→ Text extract:
####
The men’s tournament had a title sponsor from Day One. The women’s version played 12 editions over 21 years before a brand said yes. The gap between those two facts is the story of regional women’s football in numbers.
Global Game | June 2026
The Number That Starts Everything
When the 2025 ASEAN Women’s MSIG Serenity Cup kicked off in Vietnam in August, it carried a title sponsor for the first time in its twenty-one-year history. MSIG, the leading general insurer in ASEAN by gross written premiums, became the first brand to put its name on Southeast Asia’s premier women’s football tournament.
Thirteen editions. Twenty-one years. One hundred and twelve matches of international women’s football, including three nations that went on to qualify for FIFA Women’s World Cups.
Not a single title sponsor until now.
The men’s equivalent tournament — the ASEAN Championship — was called the Tiger Cup from the day it was born in 1996. A beer company, Asia Pacific Breweries, had its name on the trophy before the first ball was kicked. The men’s tournament has not played a single edition without a title sponsor in its entire thirty-year history.
####
→ Dataset records on object locations:
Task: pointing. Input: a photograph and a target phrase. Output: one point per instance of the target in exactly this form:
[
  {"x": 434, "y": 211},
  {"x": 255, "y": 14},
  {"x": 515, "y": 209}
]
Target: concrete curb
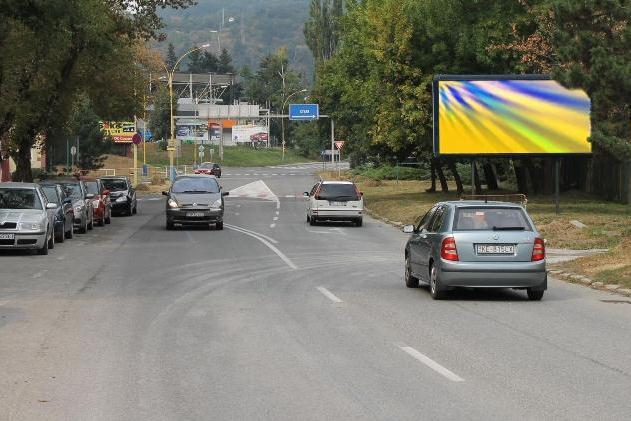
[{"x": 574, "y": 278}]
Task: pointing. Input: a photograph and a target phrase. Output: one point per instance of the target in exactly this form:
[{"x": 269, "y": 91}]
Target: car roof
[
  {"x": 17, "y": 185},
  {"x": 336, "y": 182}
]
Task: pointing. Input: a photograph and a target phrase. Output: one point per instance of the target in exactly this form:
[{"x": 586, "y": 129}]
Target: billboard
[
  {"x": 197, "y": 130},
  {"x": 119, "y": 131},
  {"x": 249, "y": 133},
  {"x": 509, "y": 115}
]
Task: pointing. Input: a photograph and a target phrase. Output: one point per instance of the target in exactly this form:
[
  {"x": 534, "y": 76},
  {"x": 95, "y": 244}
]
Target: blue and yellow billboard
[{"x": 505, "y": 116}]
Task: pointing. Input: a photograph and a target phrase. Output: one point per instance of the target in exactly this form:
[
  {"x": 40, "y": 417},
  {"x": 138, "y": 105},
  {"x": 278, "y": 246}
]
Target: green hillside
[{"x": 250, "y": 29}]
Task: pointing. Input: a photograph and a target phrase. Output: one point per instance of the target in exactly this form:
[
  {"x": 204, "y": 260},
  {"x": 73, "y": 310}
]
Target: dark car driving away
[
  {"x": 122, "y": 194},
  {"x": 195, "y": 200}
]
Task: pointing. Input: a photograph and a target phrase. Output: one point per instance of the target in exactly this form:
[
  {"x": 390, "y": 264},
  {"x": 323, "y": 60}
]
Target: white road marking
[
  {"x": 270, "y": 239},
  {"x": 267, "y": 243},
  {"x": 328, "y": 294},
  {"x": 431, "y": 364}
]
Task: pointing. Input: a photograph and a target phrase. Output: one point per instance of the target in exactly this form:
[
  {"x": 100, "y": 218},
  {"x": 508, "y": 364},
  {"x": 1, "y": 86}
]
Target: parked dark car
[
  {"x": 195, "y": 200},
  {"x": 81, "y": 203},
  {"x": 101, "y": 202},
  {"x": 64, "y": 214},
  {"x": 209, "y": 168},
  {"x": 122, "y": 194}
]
####
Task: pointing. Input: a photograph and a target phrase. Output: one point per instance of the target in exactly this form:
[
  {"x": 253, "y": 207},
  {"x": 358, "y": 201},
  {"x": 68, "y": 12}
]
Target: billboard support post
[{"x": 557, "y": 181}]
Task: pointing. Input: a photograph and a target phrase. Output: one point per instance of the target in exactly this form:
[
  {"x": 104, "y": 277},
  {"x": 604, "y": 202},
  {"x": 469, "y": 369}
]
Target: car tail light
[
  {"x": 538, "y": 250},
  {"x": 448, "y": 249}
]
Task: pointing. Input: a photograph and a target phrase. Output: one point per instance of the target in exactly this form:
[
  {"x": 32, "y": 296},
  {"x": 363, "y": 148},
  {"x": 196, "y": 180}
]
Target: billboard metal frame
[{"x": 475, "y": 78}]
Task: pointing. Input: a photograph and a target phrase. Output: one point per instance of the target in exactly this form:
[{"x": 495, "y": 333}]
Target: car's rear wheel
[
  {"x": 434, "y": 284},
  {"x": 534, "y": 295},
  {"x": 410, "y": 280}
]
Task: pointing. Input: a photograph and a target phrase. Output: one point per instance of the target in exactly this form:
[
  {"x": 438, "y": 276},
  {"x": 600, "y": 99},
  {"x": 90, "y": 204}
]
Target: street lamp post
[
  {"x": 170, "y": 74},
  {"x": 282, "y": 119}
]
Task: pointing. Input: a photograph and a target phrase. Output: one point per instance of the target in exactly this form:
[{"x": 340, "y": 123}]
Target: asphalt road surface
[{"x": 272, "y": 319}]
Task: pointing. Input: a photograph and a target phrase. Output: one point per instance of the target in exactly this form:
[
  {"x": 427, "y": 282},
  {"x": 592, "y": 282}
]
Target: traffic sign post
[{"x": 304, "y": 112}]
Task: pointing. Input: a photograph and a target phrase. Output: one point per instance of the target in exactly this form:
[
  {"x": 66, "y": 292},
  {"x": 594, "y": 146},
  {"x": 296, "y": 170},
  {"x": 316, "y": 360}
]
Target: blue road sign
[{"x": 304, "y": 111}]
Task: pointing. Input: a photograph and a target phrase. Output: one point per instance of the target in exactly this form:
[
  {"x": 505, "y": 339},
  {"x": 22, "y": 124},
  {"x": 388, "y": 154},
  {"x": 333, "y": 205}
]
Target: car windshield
####
Copy out the full article above about title sponsorship of the ASEAN women's football tournament, word for word.

The men’s tournament had a title sponsor from Day One. The women’s version played 12 editions over 21 years before a brand said yes. The gap between those two facts is the story of regional women’s football in numbers.
Global Game | June 2026
The Number That Starts Everything
When the 2025 ASEAN Women’s MSIG Serenity Cup kicked off in Vietnam in August, it carried a title sponsor for the first time in its twenty-one-year history. MSIG, the leading general insurer in ASEAN by gross written premiums, became the first brand to put its name on Southeast Asia’s premier women’s football tournament.
Thirteen editions. Twenty-one years. One hundred and twelve matches of international women’s football, including three nations that went on to qualify for FIFA Women’s World Cups.
Not a single title sponsor until now.
The men’s equivalent tournament — the ASEAN Championship — was called the Tiger Cup from the day it was born in 1996. A beer company, Asia Pacific Breweries, had its name on the trophy before the first ball was kicked. The men’s tournament has not played a single edition without a title sponsor in its entire thirty-year history.